■ THE EXERCISE: Locate each line of the material below that contains the string "high", and copy those lines.

■ ENTRIES:

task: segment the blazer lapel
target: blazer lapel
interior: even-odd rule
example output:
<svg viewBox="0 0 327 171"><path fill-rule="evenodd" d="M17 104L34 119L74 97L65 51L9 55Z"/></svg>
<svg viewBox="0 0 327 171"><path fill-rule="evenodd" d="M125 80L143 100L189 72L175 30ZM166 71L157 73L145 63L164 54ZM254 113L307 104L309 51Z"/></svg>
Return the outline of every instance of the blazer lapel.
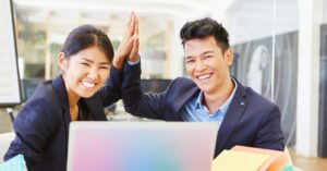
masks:
<svg viewBox="0 0 327 171"><path fill-rule="evenodd" d="M235 129L241 115L243 114L247 106L245 93L245 88L238 82L238 89L235 91L234 98L230 103L227 114L218 131L215 156L217 156L223 149L227 141Z"/></svg>

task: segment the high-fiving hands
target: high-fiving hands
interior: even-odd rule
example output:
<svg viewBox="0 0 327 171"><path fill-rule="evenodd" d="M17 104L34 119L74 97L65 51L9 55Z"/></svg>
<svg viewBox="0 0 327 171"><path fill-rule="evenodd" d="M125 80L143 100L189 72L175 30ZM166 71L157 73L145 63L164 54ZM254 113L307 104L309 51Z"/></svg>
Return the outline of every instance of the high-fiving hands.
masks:
<svg viewBox="0 0 327 171"><path fill-rule="evenodd" d="M138 19L132 12L128 28L114 54L112 64L117 69L122 69L125 59L136 62L138 60Z"/></svg>

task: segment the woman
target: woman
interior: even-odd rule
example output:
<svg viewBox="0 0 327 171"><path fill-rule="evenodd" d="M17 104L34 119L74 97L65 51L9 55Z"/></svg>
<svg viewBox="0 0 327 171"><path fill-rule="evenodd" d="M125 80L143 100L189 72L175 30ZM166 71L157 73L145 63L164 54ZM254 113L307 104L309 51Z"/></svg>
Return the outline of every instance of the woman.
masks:
<svg viewBox="0 0 327 171"><path fill-rule="evenodd" d="M16 136L4 160L23 154L28 170L66 169L70 122L106 121L104 107L121 98L120 69L124 58L137 57L135 24L132 14L114 58L110 39L100 29L83 25L70 33L58 56L61 74L39 85L19 113Z"/></svg>

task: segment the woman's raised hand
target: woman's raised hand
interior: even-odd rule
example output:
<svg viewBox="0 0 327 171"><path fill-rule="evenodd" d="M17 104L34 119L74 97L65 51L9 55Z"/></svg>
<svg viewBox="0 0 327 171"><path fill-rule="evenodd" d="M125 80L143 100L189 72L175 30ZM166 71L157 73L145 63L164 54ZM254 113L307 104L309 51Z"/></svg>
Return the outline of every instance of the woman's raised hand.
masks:
<svg viewBox="0 0 327 171"><path fill-rule="evenodd" d="M126 58L131 62L136 62L138 60L138 19L135 13L132 12L128 28L114 54L112 64L117 69L122 69Z"/></svg>

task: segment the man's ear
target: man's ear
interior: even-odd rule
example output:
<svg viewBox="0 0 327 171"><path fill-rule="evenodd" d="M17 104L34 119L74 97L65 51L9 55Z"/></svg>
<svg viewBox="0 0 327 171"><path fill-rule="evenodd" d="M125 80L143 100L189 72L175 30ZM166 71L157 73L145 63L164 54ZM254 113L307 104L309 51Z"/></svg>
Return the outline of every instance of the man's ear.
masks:
<svg viewBox="0 0 327 171"><path fill-rule="evenodd" d="M227 60L229 66L233 63L234 52L233 52L233 50L231 48L228 48L225 51L225 59Z"/></svg>
<svg viewBox="0 0 327 171"><path fill-rule="evenodd" d="M66 58L64 57L64 52L60 52L57 57L57 63L61 71L65 71L66 69Z"/></svg>

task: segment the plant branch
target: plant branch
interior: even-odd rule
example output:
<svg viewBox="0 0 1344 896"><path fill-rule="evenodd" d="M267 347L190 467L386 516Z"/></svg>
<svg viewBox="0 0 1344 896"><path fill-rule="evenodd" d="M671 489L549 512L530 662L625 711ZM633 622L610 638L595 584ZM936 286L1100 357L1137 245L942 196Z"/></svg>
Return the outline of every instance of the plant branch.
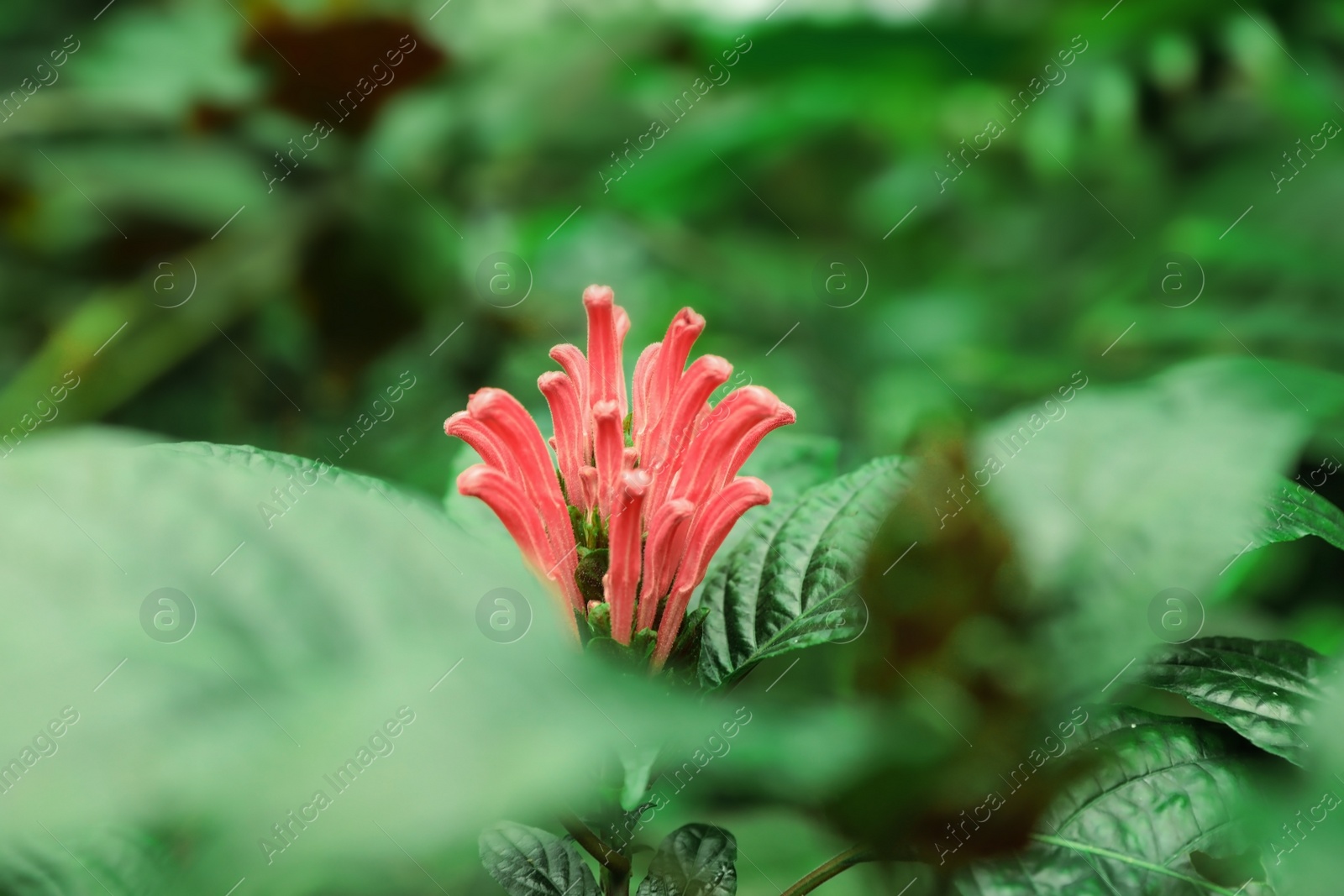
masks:
<svg viewBox="0 0 1344 896"><path fill-rule="evenodd" d="M564 830L569 832L570 837L578 841L578 845L589 852L593 858L606 870L612 872L617 877L629 877L630 875L630 857L621 853L621 850L610 846L605 840L598 837L574 815L564 815L560 818L560 823Z"/></svg>
<svg viewBox="0 0 1344 896"><path fill-rule="evenodd" d="M872 850L867 846L853 846L808 872L797 884L780 893L780 896L802 896L804 893L810 893L847 868L853 868L860 862L871 862L874 858Z"/></svg>

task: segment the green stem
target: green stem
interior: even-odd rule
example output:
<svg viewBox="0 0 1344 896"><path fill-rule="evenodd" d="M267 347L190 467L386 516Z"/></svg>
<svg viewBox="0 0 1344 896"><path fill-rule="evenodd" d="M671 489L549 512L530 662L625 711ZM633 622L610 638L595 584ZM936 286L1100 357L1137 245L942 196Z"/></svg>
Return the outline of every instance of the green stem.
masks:
<svg viewBox="0 0 1344 896"><path fill-rule="evenodd" d="M570 837L602 866L602 892L606 896L629 896L630 857L609 845L574 815L560 818L560 823Z"/></svg>
<svg viewBox="0 0 1344 896"><path fill-rule="evenodd" d="M797 884L780 893L780 896L802 896L804 893L810 893L847 868L853 868L860 862L868 862L872 860L872 850L867 846L853 846L852 849L844 850L831 861L824 862L816 869L808 872L801 880L798 880Z"/></svg>
<svg viewBox="0 0 1344 896"><path fill-rule="evenodd" d="M1172 870L1165 865L1156 865L1153 862L1145 862L1142 858L1134 858L1133 856L1126 856L1125 853L1117 853L1110 849L1102 849L1101 846L1089 846L1087 844L1079 844L1074 840L1064 840L1063 837L1050 837L1048 834L1032 834L1032 840L1042 844L1050 844L1051 846L1064 846L1073 849L1078 853L1091 853L1093 856L1102 856L1105 858L1114 858L1116 861L1125 862L1126 865L1133 865L1134 868L1142 868L1144 870L1150 870L1156 875L1165 875L1168 877L1175 877L1176 880L1183 880L1187 884L1193 884L1207 889L1211 893L1219 893L1219 896L1238 896L1241 891L1232 892L1224 889L1218 884L1211 884L1207 880L1199 880L1198 877L1191 877L1189 875L1181 875L1179 870Z"/></svg>

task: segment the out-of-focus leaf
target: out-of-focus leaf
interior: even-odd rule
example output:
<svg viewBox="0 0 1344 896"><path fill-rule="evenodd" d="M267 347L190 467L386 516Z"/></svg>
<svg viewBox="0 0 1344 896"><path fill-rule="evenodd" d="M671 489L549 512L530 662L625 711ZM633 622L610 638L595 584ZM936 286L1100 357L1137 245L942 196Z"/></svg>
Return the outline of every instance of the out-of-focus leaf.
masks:
<svg viewBox="0 0 1344 896"><path fill-rule="evenodd" d="M144 834L94 830L0 850L0 892L8 896L155 896L165 854Z"/></svg>
<svg viewBox="0 0 1344 896"><path fill-rule="evenodd" d="M1293 641L1196 638L1164 649L1138 669L1141 684L1185 697L1257 747L1298 766L1298 733L1320 703L1324 657Z"/></svg>
<svg viewBox="0 0 1344 896"><path fill-rule="evenodd" d="M1231 896L1189 854L1245 848L1239 807L1265 754L1223 725L1128 707L1094 708L1083 731L1093 772L1056 799L1025 850L962 869L964 896Z"/></svg>
<svg viewBox="0 0 1344 896"><path fill-rule="evenodd" d="M513 822L481 834L481 864L509 896L601 896L573 837Z"/></svg>
<svg viewBox="0 0 1344 896"><path fill-rule="evenodd" d="M1086 669L1105 684L1150 643L1153 600L1207 594L1261 524L1310 426L1251 367L1215 359L1126 388L1078 372L1070 400L1024 407L978 439L969 500L995 501L1051 607L1040 637L1068 670L1058 681L1079 685L1073 672Z"/></svg>
<svg viewBox="0 0 1344 896"><path fill-rule="evenodd" d="M27 682L0 692L0 766L77 717L0 795L5 838L163 823L199 834L179 892L231 875L222 891L329 891L559 811L617 744L681 758L720 729L720 707L586 660L515 548L370 477L83 431L0 459L0 673ZM161 588L194 617L184 637L153 622ZM499 588L531 618L513 641L478 622ZM872 748L839 717L753 725L762 748L735 772L751 787L835 780ZM813 729L849 731L849 752L817 758ZM353 783L328 780L351 762Z"/></svg>
<svg viewBox="0 0 1344 896"><path fill-rule="evenodd" d="M753 523L700 598L710 609L700 647L704 684L731 684L762 660L862 631L852 586L907 466L899 457L879 458Z"/></svg>
<svg viewBox="0 0 1344 896"><path fill-rule="evenodd" d="M684 825L659 845L636 896L734 896L738 841L712 825Z"/></svg>

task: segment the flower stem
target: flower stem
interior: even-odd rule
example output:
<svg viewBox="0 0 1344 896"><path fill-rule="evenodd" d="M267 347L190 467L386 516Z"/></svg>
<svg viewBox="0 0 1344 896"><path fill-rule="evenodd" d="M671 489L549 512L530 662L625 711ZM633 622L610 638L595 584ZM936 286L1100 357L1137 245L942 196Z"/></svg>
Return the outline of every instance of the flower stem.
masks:
<svg viewBox="0 0 1344 896"><path fill-rule="evenodd" d="M831 861L823 862L816 869L808 872L797 884L780 893L780 896L802 896L804 893L810 893L847 868L853 868L860 862L868 862L872 860L872 850L867 846L853 846L844 850Z"/></svg>
<svg viewBox="0 0 1344 896"><path fill-rule="evenodd" d="M570 837L602 866L602 892L606 896L628 896L630 892L630 857L610 846L574 815L560 818L560 823Z"/></svg>

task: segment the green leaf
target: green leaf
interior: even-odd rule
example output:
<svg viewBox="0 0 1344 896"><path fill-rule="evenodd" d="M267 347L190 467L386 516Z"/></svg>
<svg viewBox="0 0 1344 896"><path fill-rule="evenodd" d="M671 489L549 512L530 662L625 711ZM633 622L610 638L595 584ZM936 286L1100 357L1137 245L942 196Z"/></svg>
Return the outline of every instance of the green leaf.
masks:
<svg viewBox="0 0 1344 896"><path fill-rule="evenodd" d="M739 680L762 660L863 630L852 613L863 557L896 494L909 461L878 458L808 489L792 506L758 520L704 586L708 607L700 680Z"/></svg>
<svg viewBox="0 0 1344 896"><path fill-rule="evenodd" d="M144 834L98 830L11 844L0 850L8 896L152 896L164 892L160 844Z"/></svg>
<svg viewBox="0 0 1344 896"><path fill-rule="evenodd" d="M1247 845L1239 807L1269 758L1211 721L1129 707L1095 707L1091 716L1079 756L1094 767L1047 810L1031 845L962 869L961 893L1232 896L1235 888L1204 880L1189 856ZM1005 787L999 798L1012 794ZM949 836L946 845L957 841Z"/></svg>
<svg viewBox="0 0 1344 896"><path fill-rule="evenodd" d="M1293 641L1196 638L1161 650L1138 681L1180 695L1262 750L1298 766L1320 703L1324 657Z"/></svg>
<svg viewBox="0 0 1344 896"><path fill-rule="evenodd" d="M683 825L659 845L636 896L734 896L738 841L712 825Z"/></svg>
<svg viewBox="0 0 1344 896"><path fill-rule="evenodd" d="M376 480L83 431L4 458L0 502L0 594L13 598L0 677L28 682L0 700L0 764L26 744L50 752L35 739L67 721L55 755L9 775L0 842L55 846L39 821L74 849L93 825L188 819L172 870L190 880L171 892L243 876L267 892L410 891L423 881L387 880L423 876L407 854L437 862L501 815L579 799L573 770L617 743L718 724L585 657L516 547L496 552ZM195 610L176 639L146 622L164 588ZM478 621L500 588L530 610L519 641ZM353 786L327 780L356 756L368 766ZM452 799L427 798L426 780ZM332 807L314 822L317 791ZM382 881L356 885L347 865L380 866Z"/></svg>
<svg viewBox="0 0 1344 896"><path fill-rule="evenodd" d="M480 846L481 864L509 896L601 896L573 837L503 822Z"/></svg>
<svg viewBox="0 0 1344 896"><path fill-rule="evenodd" d="M1344 551L1344 512L1297 482L1282 480L1279 485L1266 508L1267 521L1247 549L1314 535Z"/></svg>

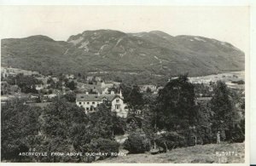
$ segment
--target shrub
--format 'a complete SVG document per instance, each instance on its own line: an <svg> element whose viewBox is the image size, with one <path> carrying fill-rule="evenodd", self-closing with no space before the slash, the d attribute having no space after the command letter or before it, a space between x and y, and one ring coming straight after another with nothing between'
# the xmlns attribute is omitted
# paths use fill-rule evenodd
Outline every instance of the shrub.
<svg viewBox="0 0 256 166"><path fill-rule="evenodd" d="M164 148L166 145L169 150L187 146L185 137L176 132L167 132L160 135L155 140L155 143Z"/></svg>
<svg viewBox="0 0 256 166"><path fill-rule="evenodd" d="M124 143L124 149L130 153L143 153L150 150L149 140L145 135L132 133Z"/></svg>
<svg viewBox="0 0 256 166"><path fill-rule="evenodd" d="M90 150L92 152L103 152L108 153L107 156L101 156L100 159L104 159L105 157L109 157L111 153L118 153L119 144L109 139L93 139L90 142Z"/></svg>

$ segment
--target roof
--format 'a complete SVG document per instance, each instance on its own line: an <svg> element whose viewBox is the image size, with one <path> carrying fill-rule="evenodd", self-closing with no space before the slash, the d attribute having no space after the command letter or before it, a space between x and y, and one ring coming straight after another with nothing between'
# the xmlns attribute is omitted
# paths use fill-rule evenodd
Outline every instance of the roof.
<svg viewBox="0 0 256 166"><path fill-rule="evenodd" d="M119 97L116 94L78 94L77 100L78 101L102 101L102 99L107 99L108 100L113 100L114 98Z"/></svg>

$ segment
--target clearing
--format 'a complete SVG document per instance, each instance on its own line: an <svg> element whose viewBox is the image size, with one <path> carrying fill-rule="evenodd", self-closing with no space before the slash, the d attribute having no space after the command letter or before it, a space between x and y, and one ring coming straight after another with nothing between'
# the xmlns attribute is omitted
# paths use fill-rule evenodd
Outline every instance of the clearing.
<svg viewBox="0 0 256 166"><path fill-rule="evenodd" d="M198 145L177 148L156 155L149 152L127 154L127 151L125 150L121 150L120 152L126 153L126 156L110 157L96 163L241 163L245 162L244 143Z"/></svg>

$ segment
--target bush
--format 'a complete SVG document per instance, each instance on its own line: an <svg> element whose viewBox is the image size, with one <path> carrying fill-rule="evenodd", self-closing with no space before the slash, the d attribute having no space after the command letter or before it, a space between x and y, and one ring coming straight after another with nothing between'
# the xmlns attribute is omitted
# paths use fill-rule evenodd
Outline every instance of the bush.
<svg viewBox="0 0 256 166"><path fill-rule="evenodd" d="M119 144L112 140L108 139L93 139L90 142L90 150L92 152L103 152L108 153L107 156L101 156L100 159L104 159L105 157L109 157L111 153L118 153Z"/></svg>
<svg viewBox="0 0 256 166"><path fill-rule="evenodd" d="M133 133L125 141L124 149L130 153L143 153L150 150L150 143L145 135Z"/></svg>
<svg viewBox="0 0 256 166"><path fill-rule="evenodd" d="M155 143L164 148L166 148L165 146L166 145L169 150L176 147L187 146L185 137L176 132L167 132L160 135L155 140Z"/></svg>

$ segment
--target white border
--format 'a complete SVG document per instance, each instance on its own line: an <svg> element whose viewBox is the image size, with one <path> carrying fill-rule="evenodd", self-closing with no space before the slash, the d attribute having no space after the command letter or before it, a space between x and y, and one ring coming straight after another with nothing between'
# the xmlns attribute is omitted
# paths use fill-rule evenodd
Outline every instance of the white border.
<svg viewBox="0 0 256 166"><path fill-rule="evenodd" d="M256 113L253 112L253 110L256 110L256 77L255 76L256 68L256 57L252 56L256 52L256 48L253 44L256 41L256 6L255 1L253 0L38 0L38 1L30 1L30 0L1 0L0 5L143 5L143 6L250 6L251 7L251 56L246 57L246 163L244 164L224 164L224 165L249 165L250 157L249 150L251 150L251 163L256 163L256 132L253 129L256 127ZM251 112L249 112L251 111ZM250 114L250 115L249 115ZM250 122L251 121L251 122ZM251 130L250 126L251 125ZM250 131L250 133L249 133ZM251 139L251 146L249 147L249 136L253 137ZM254 143L253 143L254 142ZM35 163L1 163L1 165L34 165ZM37 163L37 165L62 165L62 164L70 164L70 163ZM74 163L74 164L89 164L89 163ZM120 163L93 163L96 165L119 165ZM131 165L131 163L123 163L122 165ZM148 165L143 164L142 165ZM190 165L187 163L167 163L168 165ZM150 165L158 165L158 163L150 163ZM194 165L198 165L195 163ZM201 164L201 165L212 165L212 164ZM214 163L214 165L220 165Z"/></svg>

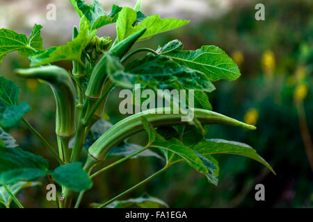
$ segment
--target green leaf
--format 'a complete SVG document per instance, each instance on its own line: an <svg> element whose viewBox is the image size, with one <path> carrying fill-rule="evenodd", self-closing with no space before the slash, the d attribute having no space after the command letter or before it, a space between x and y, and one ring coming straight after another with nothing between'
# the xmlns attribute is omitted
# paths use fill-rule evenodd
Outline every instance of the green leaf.
<svg viewBox="0 0 313 222"><path fill-rule="evenodd" d="M70 0L70 1L73 5L74 9L75 9L75 11L77 12L78 15L79 15L79 17L82 17L83 16L83 14L77 6L77 1Z"/></svg>
<svg viewBox="0 0 313 222"><path fill-rule="evenodd" d="M136 19L137 13L134 10L128 7L122 8L116 21L118 41L122 41L144 28L147 29L138 41L148 40L154 35L181 27L189 22L177 19L160 19L159 15L154 15L146 17L139 25L133 26Z"/></svg>
<svg viewBox="0 0 313 222"><path fill-rule="evenodd" d="M127 142L122 142L122 144L118 145L116 147L113 148L109 152L108 156L106 160L109 160L113 157L120 156L126 157L133 154L134 153L142 149L143 147L142 146L129 144ZM138 157L154 157L161 160L163 158L155 152L153 152L149 149L144 151L138 153L138 155L131 157L131 159L138 158Z"/></svg>
<svg viewBox="0 0 313 222"><path fill-rule="evenodd" d="M203 164L207 166L209 172L205 173L205 176L207 178L208 182L217 186L218 183L218 177L219 171L218 161L210 155L204 157L198 152L195 152L195 153L197 153L199 158L200 158Z"/></svg>
<svg viewBox="0 0 313 222"><path fill-rule="evenodd" d="M86 4L84 1L81 0L71 0L71 1L79 17L85 16L89 21L91 30L98 29L104 26L115 22L118 12L122 10L121 7L114 4L112 12L110 15L107 15L101 3L97 1L93 0L90 5Z"/></svg>
<svg viewBox="0 0 313 222"><path fill-rule="evenodd" d="M10 185L45 176L48 162L39 155L16 148L0 148L0 184Z"/></svg>
<svg viewBox="0 0 313 222"><path fill-rule="evenodd" d="M134 10L136 12L138 12L141 10L141 5L143 4L143 0L137 0L135 6L134 7Z"/></svg>
<svg viewBox="0 0 313 222"><path fill-rule="evenodd" d="M177 62L205 74L211 80L234 80L240 76L236 63L222 49L216 46L203 46L195 51L182 51L178 40L170 42L157 52L170 57Z"/></svg>
<svg viewBox="0 0 313 222"><path fill-rule="evenodd" d="M40 185L39 182L17 182L16 183L8 185L8 189L13 195L16 195L21 189L26 187ZM0 187L0 203L3 203L7 208L10 207L12 201L11 196L7 192L3 187Z"/></svg>
<svg viewBox="0 0 313 222"><path fill-rule="evenodd" d="M95 206L95 205L94 205ZM106 208L164 208L169 207L163 200L145 194L136 198L126 200L115 200L106 206Z"/></svg>
<svg viewBox="0 0 313 222"><path fill-rule="evenodd" d="M124 67L118 59L108 60L113 82L127 88L141 83L150 89L177 89L212 92L214 85L202 73L173 62L166 56L147 55Z"/></svg>
<svg viewBox="0 0 313 222"><path fill-rule="evenodd" d="M79 33L77 37L67 42L66 45L53 46L34 53L29 57L31 66L40 66L60 60L81 62L81 53L97 32L96 30L90 32L90 26L89 22L83 17L81 19Z"/></svg>
<svg viewBox="0 0 313 222"><path fill-rule="evenodd" d="M13 81L0 77L0 125L12 126L29 110L27 102L17 104L19 88Z"/></svg>
<svg viewBox="0 0 313 222"><path fill-rule="evenodd" d="M211 105L209 97L204 92L197 90L193 94L195 99L195 108L203 108L208 110L212 110L212 105Z"/></svg>
<svg viewBox="0 0 313 222"><path fill-rule="evenodd" d="M18 145L16 144L15 139L8 133L5 132L2 128L0 127L0 139L4 144L4 146L1 147L6 148L15 148Z"/></svg>
<svg viewBox="0 0 313 222"><path fill-rule="evenodd" d="M262 163L276 175L267 162L261 157L255 149L245 144L224 139L202 139L193 148L202 155L220 153L242 155Z"/></svg>
<svg viewBox="0 0 313 222"><path fill-rule="evenodd" d="M159 135L152 144L152 146L170 151L183 158L198 171L204 174L209 173L207 166L203 164L197 153L193 149L184 145L181 141L176 138L166 140Z"/></svg>
<svg viewBox="0 0 313 222"><path fill-rule="evenodd" d="M43 49L43 40L40 36L40 31L42 28L42 26L35 24L33 31L29 37L29 42L31 46L38 51Z"/></svg>
<svg viewBox="0 0 313 222"><path fill-rule="evenodd" d="M88 189L93 185L81 163L78 162L60 166L51 175L58 184L77 192Z"/></svg>
<svg viewBox="0 0 313 222"><path fill-rule="evenodd" d="M0 147L6 147L6 144L2 141L1 139L0 139Z"/></svg>
<svg viewBox="0 0 313 222"><path fill-rule="evenodd" d="M29 37L25 34L19 34L6 28L0 29L0 65L2 59L10 52L17 51L22 56L29 56L37 50L42 49L42 39L40 29L42 26L35 24Z"/></svg>
<svg viewBox="0 0 313 222"><path fill-rule="evenodd" d="M17 105L7 107L4 112L2 112L3 110L1 109L0 125L3 127L12 126L31 110L31 108L26 101L22 102Z"/></svg>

■ RESULT OF THIS TASK:
task: segment the high-fiving hands
target: high-fiving hands
Return the outline of every instance of the high-fiving hands.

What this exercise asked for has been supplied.